■ Brano proposto

______________________________

Il precedente caso trevigiano
Per risalire ad altre irregolarità segnalate sul fronte del lavoro nero bisogna uscire dal periodo della vendemmia e risalire a quello delle potature (caratterizzate da estrema penuria di manodopera). Nella Marca trevigiana sono state arrestate a inizio maggio quattro persone di nazionalità pakistana nell'ambito di un'operazione dei carabinieri di Treviso contro il caporalato.
In cantina i Nas vanno sul sicuro
Ben più abbondante la “pesca” di chi effettua controlli in cantina. Nonostante la dematerializzazione dei registri la vinificazione rimane infatti un’attività economica ad alta pressione burocratica e gli ispettori della Repressione Frodi e dei Nas vanno a colpo quasi sicuro quando devono elevare sanzioni.
Ecco le ultime segnalazioni in ordine di tempo.
Mancanza di requisiti sanitari a Viterbo, Lecce e Catanzaro
A inizio ottobre, a quanto riporta l’Ansa, sono state chiuse tre cantine prive di autorizzazioni o in pessime condizioni igienico sanitarie nelle province di Viterbo, Lecce e Catanzaro.
In tutto le operazioni hanno portato al sequestro di 350 ettolitri di mosti e di vini. In particolare il Nas di Viterbo ha denunciato il responsabile di una cantina sociale per aver detenuto vino in un deposito privo dei requisiti igienico-strutturali.
Nel corso dell'operazione, i militari hanno disposto il sequestro di 3 quintali di additivi e circa 350 ettolitri di vino, per un valore di mercato di circa 350mila euro.
Il Nas di Catanzaro ha scoperto un deposito abusivo e ne ha disposto il sequestro. I Nas di Lecce hanno individuato uno stabilimento vinicolo senza la prevista notifica all'Autorità Sanitaria e ne ha disposto la chiusura.
Sequestri per mancanza di tracciabilità
A fine settembre i Nas del nucleo di Latina nel corso di un’ispezione eseguita presso una cantina laziale, hanno rilevato gravi carenze igienico-strutturali nei locali destinati alla vinificazione e rinvenuto 53 ettolitri di vini privi di tracciabilità. Per le violazioni riscontrate, i Carabinieri, insieme al personale ispettivo dell’Asl, hanno elevato sanzioni amministrative per una cifra di 2.500 euro e posto i sigilli sull’intera struttura, dal valore di mercato di 1,5 milioni di euro.

______________________________

■ Compiti richiesti
1 > Rispondi alle seguenti domande sul brano dei controlli nelle cantine, una per riga:
(a) Quante persone sono state arrestate a inizio maggio nella Marca trevigiana?
(b) In quali province sono state chiuse tre cantine a inizio ottobre?
(c) A quanto ammontano le sanzioni amministrative elevate dai Carabinieri a fine settembre?
2 > Ricopia fedelmente la parte del brano che inizia con le parole "Il precedente caso" e termina con "ordine di tempo.".

■ Elenco dei dati
______________________________

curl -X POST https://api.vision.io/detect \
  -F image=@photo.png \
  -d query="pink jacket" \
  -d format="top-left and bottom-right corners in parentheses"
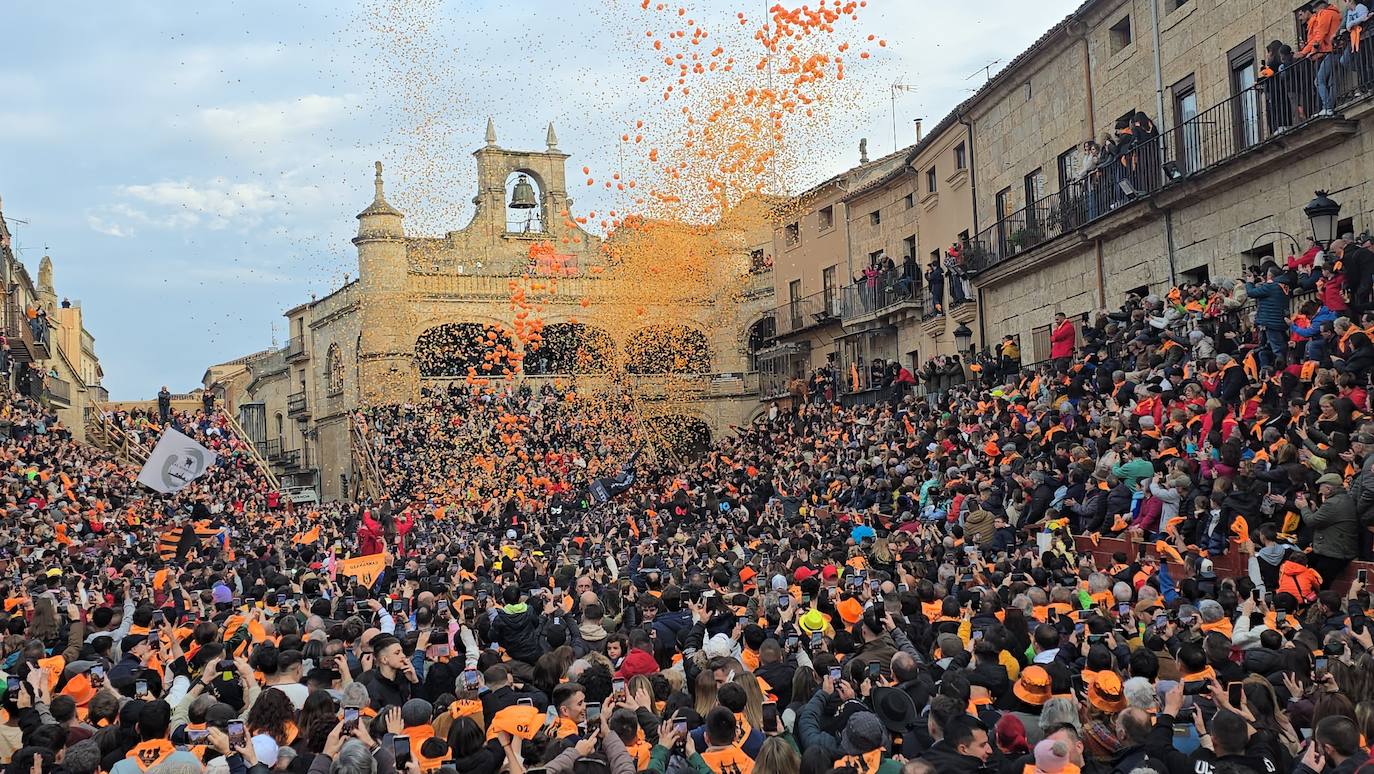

______________________________

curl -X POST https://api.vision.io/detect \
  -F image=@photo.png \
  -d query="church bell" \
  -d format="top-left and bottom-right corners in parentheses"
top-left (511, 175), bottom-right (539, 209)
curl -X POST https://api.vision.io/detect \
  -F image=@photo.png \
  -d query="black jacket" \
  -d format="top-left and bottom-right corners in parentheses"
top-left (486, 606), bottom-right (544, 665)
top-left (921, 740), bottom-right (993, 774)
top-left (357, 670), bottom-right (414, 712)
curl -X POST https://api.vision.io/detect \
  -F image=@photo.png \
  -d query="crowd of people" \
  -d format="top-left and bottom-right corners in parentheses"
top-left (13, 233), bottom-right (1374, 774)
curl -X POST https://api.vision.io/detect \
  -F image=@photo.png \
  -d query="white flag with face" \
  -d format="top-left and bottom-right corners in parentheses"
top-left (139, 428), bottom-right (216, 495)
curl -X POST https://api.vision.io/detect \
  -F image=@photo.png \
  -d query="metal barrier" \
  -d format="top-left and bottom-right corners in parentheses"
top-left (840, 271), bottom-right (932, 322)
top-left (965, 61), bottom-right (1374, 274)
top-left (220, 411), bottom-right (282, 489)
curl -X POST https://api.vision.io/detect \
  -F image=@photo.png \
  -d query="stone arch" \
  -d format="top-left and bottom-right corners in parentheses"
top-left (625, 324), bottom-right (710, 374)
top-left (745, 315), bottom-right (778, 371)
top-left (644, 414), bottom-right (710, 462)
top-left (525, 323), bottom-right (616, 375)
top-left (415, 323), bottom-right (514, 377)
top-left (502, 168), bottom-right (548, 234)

______________________________

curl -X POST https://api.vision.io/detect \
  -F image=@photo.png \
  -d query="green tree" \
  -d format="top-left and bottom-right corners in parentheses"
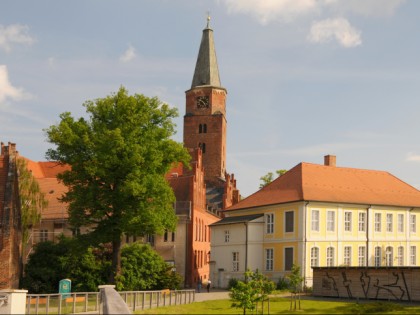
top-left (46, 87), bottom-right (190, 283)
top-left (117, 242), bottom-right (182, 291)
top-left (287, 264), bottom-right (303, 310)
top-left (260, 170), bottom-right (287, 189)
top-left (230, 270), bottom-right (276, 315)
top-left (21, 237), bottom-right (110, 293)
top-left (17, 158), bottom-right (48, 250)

______________________________

■ Risposte finali
1 >
(a) Quattro persone di nazionalità pakistana.
(b) Nelle province di Viterbo, Lecce e Catanzaro.
(c) A 2.500 euro.

2 >
Il precedente caso trevigiano
Per risalire ad altre irregolarità segnalate sul fronte del lavoro nero bisogna uscire dal periodo della vendemmia e risalire a quello delle potature (caratterizzate da estrema penuria di manodopera). Nella Marca trevigiana sono state arrestate a inizio maggio quattro persone di nazionalità pakistana nell'ambito di un'operazione dei carabinieri di Treviso contro il caporalato.
In cantina i Nas vanno sul sicuro
Ben più abbondante la “pesca” di chi effettua controlli in cantina. Nonostante la dematerializzazione dei registri la vinificazione rimane infatti un’attività economica ad alta pressione burocratica e gli ispettori della Repressione Frodi e dei Nas vanno a colpo quasi sicuro quando devono elevare sanzioni.
Ecco le ultime segnalazioni in ordine di tempo.